#### [EXERCISE OBJECTIVE]
Please list every line below that contains the string "Detect". Uppercase and lowercase letters count as different.

#### [DATA ENTRIES]
....................

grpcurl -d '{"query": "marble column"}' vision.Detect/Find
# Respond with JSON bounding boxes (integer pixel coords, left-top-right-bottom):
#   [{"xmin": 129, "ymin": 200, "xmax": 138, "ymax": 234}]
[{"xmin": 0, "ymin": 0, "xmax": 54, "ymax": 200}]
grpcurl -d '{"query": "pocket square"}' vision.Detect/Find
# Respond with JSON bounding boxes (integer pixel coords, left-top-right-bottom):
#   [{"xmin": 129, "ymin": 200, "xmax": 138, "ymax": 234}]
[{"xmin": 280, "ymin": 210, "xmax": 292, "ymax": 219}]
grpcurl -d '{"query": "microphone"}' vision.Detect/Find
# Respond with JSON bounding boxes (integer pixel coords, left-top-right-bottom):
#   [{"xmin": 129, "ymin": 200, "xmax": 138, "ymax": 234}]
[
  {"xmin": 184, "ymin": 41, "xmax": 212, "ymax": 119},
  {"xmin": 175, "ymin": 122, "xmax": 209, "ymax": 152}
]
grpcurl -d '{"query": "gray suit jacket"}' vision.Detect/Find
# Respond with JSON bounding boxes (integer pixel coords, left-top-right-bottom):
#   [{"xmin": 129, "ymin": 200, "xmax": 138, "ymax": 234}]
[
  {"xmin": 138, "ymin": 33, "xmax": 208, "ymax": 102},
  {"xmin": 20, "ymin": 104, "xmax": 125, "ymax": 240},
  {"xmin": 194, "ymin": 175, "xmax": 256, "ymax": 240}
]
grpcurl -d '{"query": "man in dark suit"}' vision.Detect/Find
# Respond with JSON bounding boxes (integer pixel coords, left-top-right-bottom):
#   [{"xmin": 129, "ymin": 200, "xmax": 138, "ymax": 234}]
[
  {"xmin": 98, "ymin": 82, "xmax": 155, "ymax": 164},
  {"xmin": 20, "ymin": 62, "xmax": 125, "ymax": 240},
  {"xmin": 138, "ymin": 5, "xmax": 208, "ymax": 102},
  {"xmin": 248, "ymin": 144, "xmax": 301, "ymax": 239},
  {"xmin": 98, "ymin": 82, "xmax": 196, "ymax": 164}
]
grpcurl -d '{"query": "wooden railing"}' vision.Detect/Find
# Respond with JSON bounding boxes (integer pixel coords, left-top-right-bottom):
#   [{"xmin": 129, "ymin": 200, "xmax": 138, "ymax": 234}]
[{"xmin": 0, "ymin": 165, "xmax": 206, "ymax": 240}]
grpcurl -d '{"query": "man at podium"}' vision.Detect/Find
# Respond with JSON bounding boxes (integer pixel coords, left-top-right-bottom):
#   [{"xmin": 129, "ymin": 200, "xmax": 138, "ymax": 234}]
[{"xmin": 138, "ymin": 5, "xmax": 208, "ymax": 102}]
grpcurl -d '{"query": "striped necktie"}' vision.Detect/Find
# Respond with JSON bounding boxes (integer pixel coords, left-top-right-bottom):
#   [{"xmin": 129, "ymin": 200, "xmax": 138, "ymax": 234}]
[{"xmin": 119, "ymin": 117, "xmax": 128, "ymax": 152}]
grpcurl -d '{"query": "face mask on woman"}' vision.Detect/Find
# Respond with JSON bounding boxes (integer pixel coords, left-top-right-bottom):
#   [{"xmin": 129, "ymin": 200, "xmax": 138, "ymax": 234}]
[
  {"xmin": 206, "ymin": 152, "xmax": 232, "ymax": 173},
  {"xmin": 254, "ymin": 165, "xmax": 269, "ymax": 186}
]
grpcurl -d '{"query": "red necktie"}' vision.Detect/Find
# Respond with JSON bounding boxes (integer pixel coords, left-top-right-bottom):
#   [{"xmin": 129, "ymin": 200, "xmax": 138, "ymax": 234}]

....................

#### [SOLUTION FOR THIS PROBLEM]
grpcurl -d '{"query": "marble column"}' vision.Detect/Find
grpcurl -d '{"query": "pocket square"}' vision.Detect/Find
grpcurl -d '{"query": "microphone"}' vision.Detect/Find
grpcurl -d '{"query": "gray suit jacket"}' vision.Detect/Find
grpcurl -d '{"query": "man in dark suit"}' vision.Detect/Find
grpcurl -d '{"query": "wooden railing"}' vision.Detect/Find
grpcurl -d '{"query": "man at podium"}' vision.Detect/Find
grpcurl -d '{"query": "striped necktie"}' vision.Detect/Find
grpcurl -d '{"query": "face mask on woman"}' vision.Detect/Find
grpcurl -d '{"query": "red necktie"}' vision.Detect/Find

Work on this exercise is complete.